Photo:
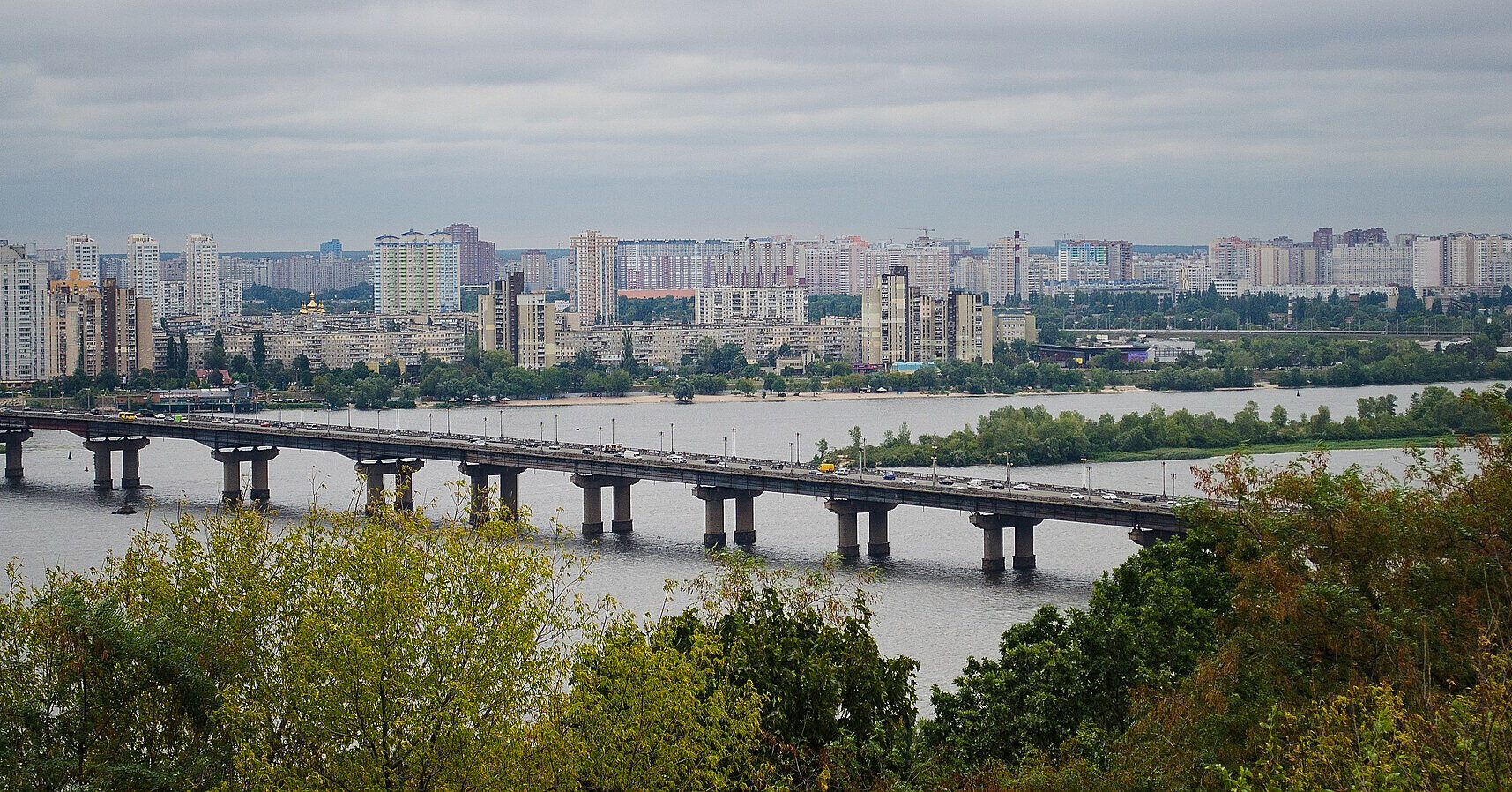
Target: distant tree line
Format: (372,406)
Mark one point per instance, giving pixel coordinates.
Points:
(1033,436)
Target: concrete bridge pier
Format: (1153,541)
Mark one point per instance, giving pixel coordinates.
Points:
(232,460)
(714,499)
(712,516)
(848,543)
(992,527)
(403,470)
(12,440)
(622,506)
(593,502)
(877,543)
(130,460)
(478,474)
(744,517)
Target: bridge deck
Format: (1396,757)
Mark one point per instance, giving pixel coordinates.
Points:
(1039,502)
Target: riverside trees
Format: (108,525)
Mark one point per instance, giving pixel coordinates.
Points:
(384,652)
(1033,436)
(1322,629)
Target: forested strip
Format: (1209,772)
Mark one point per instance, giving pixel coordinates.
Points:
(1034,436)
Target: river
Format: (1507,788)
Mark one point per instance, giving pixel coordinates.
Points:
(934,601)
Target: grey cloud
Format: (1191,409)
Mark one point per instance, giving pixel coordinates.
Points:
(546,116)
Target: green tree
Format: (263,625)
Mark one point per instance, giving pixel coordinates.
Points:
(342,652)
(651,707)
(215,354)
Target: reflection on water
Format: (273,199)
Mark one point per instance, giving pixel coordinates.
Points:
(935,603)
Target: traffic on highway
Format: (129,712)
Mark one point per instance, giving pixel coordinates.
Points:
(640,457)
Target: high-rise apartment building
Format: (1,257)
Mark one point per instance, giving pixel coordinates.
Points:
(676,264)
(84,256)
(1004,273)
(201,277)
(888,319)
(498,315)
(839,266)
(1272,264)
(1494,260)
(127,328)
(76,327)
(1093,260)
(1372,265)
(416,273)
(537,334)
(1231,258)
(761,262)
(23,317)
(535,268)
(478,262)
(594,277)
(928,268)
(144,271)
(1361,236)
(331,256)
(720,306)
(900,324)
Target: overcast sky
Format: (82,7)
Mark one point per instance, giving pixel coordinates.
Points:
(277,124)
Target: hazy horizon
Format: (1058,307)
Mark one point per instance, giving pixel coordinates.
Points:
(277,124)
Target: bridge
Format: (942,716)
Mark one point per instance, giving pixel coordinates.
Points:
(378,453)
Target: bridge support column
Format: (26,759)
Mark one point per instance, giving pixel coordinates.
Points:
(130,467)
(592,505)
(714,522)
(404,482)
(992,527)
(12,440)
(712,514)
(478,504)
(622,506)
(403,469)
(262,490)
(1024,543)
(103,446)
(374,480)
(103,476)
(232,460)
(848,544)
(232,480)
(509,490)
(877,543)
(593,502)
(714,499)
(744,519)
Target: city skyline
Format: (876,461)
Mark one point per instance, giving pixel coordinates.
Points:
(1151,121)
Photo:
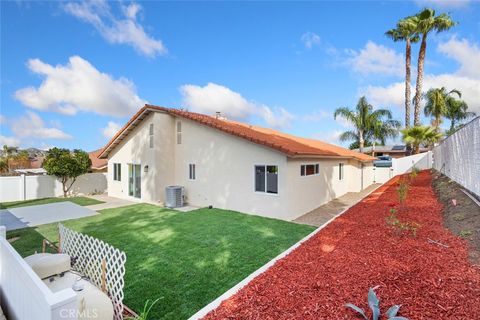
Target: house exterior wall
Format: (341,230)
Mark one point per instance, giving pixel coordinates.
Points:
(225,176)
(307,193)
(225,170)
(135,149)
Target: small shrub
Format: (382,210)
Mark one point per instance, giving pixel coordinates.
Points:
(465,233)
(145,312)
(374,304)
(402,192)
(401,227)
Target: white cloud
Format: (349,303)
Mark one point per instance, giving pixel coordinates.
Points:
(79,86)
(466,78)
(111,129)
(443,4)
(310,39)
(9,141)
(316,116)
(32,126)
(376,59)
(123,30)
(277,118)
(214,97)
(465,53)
= = = =
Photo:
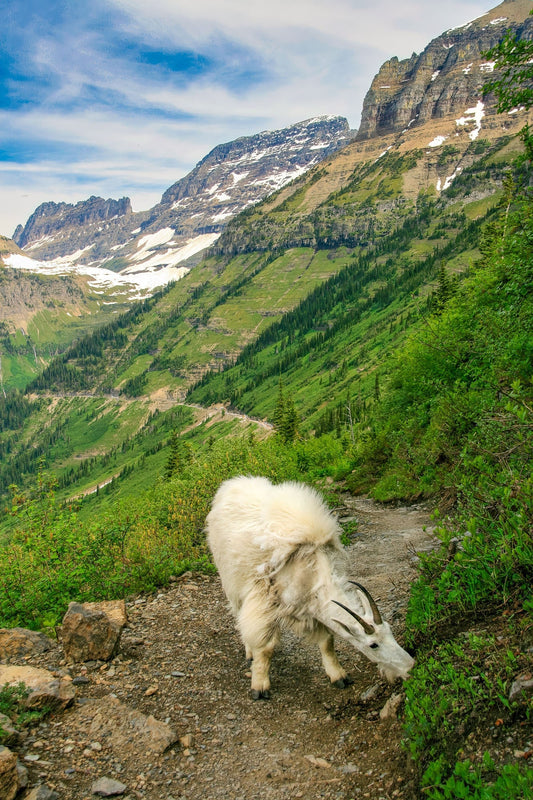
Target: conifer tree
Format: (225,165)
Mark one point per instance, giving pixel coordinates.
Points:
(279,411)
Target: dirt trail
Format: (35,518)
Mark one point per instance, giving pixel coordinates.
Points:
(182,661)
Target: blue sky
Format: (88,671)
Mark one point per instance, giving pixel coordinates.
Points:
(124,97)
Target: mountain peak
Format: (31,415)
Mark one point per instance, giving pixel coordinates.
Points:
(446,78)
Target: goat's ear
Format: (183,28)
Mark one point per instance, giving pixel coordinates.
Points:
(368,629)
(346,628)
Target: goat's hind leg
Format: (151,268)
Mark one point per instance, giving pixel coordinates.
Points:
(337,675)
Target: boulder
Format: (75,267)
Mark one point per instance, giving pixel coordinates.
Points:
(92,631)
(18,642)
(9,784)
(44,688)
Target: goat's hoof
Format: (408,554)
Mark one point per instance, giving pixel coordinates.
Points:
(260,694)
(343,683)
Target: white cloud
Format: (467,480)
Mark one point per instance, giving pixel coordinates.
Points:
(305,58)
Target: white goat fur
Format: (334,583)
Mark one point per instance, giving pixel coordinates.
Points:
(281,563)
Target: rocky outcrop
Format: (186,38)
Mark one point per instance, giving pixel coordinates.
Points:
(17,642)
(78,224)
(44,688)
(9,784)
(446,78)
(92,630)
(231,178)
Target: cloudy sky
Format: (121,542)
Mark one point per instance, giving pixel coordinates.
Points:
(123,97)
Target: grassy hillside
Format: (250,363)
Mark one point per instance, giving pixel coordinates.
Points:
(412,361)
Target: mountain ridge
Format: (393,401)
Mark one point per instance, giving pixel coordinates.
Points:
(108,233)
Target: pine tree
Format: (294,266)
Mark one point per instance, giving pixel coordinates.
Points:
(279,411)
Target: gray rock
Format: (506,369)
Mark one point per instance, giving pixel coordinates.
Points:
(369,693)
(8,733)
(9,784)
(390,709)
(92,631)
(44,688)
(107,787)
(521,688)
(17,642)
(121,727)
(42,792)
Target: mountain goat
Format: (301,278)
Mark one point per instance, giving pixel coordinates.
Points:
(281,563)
= = = =
### Exercise goal
Go through the records and gather the lines that hold "bridge".

### Solution to the exercise
Target: concrete bridge pier
Target: bridge deck
Target: bridge
Target: bridge support column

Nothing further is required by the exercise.